On the foam popper paint I've used spray paint as a base coat on the foam after it's attached to the hook, but before the dressing. then detailed with testor model paint for eyes, spots, stripes, etc... Sally's HAH makes a great top coat.

Prismacolor pens are very good as well.


----------



## flyfisheraa573 (Jun 26, 2008)

thanks creekhead...yes, always good to see a fellow Head and FF'er about...

thanks for the tips...been playing with the hoochie-mama nail polish...working pretty well so far...I may do a combo between that and prismacolor pens though...


----------



## HaMm3r (Dec 11, 2006)

Interesting thread, especially since I've been tying my own foam poppers lately. Not sure why I never clicked on it before. :

I've tried coloring the popper bodies a few times, but never saw much of an advantage in doing so. And to be honest, I stopped buying any store-tied poppers in any color except white, simply because white works best.
┄┄┄┄┄┄
▶ What is needed: Pick up the forum thread on coloring foam poppers after its last sentence and keep it going.

▶ Entries supplied:
┄┄┄┄┄┄
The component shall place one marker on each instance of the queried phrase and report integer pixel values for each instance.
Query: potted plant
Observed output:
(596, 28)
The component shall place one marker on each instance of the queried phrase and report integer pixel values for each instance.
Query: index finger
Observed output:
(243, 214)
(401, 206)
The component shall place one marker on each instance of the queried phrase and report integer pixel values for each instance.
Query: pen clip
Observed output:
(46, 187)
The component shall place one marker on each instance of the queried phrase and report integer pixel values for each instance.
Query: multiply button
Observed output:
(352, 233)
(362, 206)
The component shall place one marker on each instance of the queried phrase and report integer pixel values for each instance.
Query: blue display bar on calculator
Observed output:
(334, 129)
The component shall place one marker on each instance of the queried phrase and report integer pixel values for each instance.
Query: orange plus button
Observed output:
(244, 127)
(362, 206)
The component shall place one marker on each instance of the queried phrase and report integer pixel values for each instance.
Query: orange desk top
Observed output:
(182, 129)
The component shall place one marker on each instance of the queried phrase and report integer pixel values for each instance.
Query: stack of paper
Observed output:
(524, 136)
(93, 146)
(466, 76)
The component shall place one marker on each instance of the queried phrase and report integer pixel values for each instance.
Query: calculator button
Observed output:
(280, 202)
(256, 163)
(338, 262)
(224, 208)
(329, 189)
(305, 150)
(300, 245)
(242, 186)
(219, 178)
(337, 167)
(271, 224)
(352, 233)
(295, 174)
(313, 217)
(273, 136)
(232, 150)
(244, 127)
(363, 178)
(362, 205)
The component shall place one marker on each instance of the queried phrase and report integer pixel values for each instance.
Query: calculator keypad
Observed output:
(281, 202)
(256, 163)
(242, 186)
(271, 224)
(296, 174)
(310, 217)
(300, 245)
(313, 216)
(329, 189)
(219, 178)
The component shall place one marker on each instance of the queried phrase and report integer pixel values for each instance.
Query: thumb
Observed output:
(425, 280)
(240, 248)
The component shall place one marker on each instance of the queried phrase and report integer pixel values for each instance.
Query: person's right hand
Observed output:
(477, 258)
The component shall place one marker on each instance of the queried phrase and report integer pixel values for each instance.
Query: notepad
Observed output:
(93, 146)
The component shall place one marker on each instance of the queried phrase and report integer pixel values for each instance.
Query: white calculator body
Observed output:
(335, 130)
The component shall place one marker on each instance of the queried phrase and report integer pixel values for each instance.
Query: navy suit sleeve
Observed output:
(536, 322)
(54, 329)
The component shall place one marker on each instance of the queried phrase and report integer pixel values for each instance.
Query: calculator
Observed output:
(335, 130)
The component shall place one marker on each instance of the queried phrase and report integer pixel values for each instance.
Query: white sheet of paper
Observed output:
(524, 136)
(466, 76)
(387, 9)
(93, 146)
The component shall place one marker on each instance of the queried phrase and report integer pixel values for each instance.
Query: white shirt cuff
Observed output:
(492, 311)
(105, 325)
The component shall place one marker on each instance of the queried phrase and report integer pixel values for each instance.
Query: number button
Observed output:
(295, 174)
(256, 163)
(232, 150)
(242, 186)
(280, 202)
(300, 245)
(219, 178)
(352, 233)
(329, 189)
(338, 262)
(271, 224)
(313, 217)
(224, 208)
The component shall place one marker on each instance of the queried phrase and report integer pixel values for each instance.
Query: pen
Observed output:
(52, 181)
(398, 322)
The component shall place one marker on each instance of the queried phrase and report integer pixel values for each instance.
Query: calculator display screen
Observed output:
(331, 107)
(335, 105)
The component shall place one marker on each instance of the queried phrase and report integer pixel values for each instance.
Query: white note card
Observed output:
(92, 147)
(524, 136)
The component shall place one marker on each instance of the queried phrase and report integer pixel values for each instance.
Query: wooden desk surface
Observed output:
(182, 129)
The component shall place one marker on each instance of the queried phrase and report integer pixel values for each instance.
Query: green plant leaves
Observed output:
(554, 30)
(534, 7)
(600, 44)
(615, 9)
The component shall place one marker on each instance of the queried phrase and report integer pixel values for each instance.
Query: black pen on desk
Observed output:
┄┄┄┄┄┄
▶ Answer to this problem:
> another question....I'm assuming soft bodied poppers are for freshwater critters, and the hardbodied are for toothier salt water variety? or Musky?


Was this ever answered? I'm curious if there is an "official" stance on this, because I've recently started tying the hard foam bodies for bass, instead of the soft. My problem with the soft is that they tend to waterlog a bit, while the hard ones don't. the hard also seem more durable.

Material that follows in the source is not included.